> **WORK TO COMPLETE**
Change every occurrence of "outline" to "contour" in the rows below, and give the rows again with nothing else altered.

> **DATA EXCERPTS**

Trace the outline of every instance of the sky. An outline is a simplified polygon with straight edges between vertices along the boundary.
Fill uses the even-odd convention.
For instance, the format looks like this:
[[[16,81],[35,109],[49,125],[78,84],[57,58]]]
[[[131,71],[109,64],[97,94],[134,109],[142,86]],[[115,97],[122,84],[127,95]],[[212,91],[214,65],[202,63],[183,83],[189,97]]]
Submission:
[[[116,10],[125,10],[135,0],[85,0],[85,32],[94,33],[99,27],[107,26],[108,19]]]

> **CORRECT RESPONSE**
Trace the contour of every instance of the sky. An contour is a simplified polygon with straight edges between vertices along the boundary.
Fill uses the even-odd convention.
For instance, the format looks like this:
[[[16,81],[35,109],[49,125],[78,84],[57,58]]]
[[[131,71],[109,64],[97,94],[134,109],[142,86]],[[115,97],[122,84],[127,95]],[[212,91],[214,65],[202,63],[183,83],[189,97]]]
Submission:
[[[116,10],[125,10],[135,0],[85,0],[85,32],[94,33],[99,27],[107,26],[108,19]]]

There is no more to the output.